## Start DATA PROVIDED

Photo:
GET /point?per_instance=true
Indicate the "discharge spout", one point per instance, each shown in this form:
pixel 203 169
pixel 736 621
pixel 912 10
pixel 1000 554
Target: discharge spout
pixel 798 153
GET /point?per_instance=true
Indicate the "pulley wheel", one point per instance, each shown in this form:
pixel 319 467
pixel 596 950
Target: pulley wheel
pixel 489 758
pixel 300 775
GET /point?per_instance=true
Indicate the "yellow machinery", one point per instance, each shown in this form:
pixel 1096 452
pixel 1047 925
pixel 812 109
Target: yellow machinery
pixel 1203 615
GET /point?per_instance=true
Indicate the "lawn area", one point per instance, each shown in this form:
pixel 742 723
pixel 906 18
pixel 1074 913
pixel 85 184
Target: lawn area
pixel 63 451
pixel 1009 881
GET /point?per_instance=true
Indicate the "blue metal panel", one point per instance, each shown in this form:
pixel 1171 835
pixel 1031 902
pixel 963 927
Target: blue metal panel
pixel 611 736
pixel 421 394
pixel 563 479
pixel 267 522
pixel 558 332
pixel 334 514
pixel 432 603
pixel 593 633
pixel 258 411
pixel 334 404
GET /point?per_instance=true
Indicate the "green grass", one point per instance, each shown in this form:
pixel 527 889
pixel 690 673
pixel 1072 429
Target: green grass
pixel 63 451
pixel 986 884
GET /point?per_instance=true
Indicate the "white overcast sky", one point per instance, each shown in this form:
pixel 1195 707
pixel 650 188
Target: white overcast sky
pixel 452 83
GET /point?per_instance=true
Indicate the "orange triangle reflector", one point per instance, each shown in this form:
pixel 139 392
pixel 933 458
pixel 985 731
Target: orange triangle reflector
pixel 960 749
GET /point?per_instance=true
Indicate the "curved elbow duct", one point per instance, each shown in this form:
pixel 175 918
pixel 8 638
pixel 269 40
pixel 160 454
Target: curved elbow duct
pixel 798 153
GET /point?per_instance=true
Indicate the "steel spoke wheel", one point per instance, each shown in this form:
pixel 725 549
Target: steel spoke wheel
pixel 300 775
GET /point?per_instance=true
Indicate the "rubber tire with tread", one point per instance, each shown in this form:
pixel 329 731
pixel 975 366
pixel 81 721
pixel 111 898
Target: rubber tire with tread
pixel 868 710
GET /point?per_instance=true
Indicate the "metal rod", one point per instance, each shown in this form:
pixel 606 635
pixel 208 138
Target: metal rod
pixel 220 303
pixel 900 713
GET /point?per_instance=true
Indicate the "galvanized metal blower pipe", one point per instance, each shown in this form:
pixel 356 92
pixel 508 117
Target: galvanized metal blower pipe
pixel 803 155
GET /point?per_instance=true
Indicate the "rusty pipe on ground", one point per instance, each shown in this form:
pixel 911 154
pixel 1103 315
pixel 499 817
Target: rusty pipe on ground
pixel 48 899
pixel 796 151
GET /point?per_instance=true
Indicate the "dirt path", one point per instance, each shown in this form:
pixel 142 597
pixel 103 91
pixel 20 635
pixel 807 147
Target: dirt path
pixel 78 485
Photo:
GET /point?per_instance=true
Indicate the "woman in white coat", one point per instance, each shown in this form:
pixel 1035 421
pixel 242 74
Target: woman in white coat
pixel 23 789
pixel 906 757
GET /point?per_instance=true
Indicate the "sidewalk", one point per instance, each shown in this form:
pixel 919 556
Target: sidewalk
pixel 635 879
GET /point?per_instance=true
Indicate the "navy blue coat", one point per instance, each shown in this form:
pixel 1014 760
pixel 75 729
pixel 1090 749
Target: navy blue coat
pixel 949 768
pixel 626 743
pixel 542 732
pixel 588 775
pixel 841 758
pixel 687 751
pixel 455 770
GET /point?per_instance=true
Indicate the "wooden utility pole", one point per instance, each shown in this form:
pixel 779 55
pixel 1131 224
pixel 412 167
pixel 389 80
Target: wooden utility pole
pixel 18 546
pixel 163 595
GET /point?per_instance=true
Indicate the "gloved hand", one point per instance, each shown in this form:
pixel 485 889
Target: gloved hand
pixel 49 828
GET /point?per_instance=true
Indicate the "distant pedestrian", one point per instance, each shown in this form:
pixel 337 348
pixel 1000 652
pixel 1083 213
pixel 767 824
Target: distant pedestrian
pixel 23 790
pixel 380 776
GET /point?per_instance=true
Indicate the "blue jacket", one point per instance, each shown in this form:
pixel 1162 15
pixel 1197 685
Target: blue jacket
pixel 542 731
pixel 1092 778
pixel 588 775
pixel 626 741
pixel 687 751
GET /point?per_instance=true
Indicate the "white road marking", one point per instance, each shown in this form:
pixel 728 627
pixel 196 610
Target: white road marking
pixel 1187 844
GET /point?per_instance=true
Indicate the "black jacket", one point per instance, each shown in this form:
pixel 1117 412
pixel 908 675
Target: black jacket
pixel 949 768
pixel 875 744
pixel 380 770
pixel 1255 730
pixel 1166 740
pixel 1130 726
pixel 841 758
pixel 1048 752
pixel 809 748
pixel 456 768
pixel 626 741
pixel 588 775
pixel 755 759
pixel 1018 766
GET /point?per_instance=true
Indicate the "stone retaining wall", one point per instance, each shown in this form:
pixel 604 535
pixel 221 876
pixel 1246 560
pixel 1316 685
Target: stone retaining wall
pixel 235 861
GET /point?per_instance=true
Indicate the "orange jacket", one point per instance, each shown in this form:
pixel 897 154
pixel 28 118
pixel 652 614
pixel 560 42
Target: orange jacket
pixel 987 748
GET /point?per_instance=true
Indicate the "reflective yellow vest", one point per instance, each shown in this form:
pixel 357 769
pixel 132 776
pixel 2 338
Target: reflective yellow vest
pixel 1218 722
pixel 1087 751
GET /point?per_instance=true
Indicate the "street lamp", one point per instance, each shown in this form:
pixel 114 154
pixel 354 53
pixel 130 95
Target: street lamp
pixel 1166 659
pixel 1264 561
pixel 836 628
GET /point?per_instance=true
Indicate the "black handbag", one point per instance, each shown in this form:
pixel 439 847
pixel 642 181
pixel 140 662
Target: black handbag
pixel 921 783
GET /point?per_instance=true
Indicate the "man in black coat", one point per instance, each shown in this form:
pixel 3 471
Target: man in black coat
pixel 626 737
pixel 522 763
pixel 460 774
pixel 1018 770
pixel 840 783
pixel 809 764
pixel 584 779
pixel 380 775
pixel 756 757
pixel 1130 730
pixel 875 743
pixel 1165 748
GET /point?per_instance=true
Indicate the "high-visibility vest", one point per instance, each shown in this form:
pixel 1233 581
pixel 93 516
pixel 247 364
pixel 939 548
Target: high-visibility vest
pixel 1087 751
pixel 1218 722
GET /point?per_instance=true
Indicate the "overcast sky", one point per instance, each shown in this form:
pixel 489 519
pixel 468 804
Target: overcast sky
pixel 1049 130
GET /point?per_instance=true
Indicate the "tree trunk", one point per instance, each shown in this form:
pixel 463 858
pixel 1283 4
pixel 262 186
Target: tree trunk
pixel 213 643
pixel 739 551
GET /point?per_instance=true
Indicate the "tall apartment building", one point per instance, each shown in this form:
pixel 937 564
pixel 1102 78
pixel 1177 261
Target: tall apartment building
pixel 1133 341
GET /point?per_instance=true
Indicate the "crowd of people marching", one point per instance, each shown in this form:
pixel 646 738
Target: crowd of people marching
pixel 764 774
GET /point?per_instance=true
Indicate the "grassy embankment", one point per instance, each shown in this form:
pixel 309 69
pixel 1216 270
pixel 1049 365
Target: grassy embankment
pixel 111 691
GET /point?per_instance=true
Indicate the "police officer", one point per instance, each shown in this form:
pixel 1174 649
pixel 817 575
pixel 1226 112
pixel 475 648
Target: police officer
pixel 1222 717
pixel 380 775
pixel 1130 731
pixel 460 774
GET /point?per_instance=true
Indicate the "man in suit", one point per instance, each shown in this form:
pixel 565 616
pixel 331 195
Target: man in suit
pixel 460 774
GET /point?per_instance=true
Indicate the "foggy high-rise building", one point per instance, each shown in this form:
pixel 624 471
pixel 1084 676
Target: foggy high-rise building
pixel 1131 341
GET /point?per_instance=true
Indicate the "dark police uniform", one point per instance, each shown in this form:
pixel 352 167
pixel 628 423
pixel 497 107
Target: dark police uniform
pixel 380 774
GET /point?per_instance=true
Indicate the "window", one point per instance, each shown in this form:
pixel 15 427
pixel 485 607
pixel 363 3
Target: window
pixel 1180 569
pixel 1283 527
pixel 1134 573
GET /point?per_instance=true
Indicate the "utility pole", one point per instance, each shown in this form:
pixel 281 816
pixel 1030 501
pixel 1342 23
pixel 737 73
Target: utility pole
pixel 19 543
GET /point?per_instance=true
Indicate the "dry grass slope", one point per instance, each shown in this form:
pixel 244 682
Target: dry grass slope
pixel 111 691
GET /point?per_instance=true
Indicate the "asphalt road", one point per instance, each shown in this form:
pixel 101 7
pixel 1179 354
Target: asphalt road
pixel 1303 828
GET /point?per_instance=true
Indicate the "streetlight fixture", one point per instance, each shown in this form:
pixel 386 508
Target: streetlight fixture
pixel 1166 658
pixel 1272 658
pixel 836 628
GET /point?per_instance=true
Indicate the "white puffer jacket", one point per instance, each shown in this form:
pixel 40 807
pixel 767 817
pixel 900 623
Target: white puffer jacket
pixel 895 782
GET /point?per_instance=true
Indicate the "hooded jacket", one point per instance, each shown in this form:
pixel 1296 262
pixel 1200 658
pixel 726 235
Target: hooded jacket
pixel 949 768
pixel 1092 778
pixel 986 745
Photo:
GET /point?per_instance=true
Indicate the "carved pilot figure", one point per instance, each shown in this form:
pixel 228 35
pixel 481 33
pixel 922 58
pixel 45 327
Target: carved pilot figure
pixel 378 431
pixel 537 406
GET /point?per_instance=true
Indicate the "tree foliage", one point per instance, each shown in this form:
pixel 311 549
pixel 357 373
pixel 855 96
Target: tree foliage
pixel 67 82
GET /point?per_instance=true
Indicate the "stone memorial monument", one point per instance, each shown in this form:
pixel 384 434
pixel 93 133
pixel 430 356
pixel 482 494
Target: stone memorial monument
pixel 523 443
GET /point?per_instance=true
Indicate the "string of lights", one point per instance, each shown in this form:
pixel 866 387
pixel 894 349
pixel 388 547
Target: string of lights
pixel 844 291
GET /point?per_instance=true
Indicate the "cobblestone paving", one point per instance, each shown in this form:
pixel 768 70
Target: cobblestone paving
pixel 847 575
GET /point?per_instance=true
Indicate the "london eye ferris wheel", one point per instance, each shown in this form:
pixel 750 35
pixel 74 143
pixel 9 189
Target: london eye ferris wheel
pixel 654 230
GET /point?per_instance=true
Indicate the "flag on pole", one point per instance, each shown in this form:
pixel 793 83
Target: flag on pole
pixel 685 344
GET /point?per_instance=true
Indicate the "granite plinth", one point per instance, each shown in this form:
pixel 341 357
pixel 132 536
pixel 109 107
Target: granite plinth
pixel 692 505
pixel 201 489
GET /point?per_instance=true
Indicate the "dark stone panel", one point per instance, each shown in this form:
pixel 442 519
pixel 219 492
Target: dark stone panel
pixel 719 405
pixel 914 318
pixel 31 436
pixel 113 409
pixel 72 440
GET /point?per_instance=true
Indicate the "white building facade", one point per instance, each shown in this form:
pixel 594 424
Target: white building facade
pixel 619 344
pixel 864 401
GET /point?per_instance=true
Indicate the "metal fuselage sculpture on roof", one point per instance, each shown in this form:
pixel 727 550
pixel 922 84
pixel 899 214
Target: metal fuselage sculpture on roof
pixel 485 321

## End DATA PROVIDED

| TASK BRIEF |
Lay out the listing above as a numbered list, leaving out any blank lines, beginning with its first line and stopping after the line that contains "pixel 1009 881".

| EXERCISE SOLUTION |
1. Photo:
2. GET /point?per_instance=true
3. Indicate the "discharge spout", one point per instance, each shown in this form:
4. pixel 203 169
5. pixel 736 621
6. pixel 912 10
7. pixel 1000 554
8. Target: discharge spout
9. pixel 798 153
10. GET /point?per_instance=true
11. Indicate the "pulley wheel", one point per instance, each shown in this form:
12. pixel 319 467
13. pixel 596 950
14. Target: pulley wheel
15. pixel 489 758
16. pixel 300 775
17. GET /point?per_instance=true
18. Indicate the "yellow machinery", one point per instance, each shown in this form:
19. pixel 1096 452
20. pixel 1047 925
21. pixel 812 109
22. Target: yellow machinery
23. pixel 1203 615
24. GET /point?per_instance=true
25. Indicate the "lawn area", one point per instance, each shown in this form:
26. pixel 742 723
27. pixel 906 18
28. pixel 1074 913
29. pixel 85 184
30. Target: lawn area
31. pixel 63 451
32. pixel 1009 881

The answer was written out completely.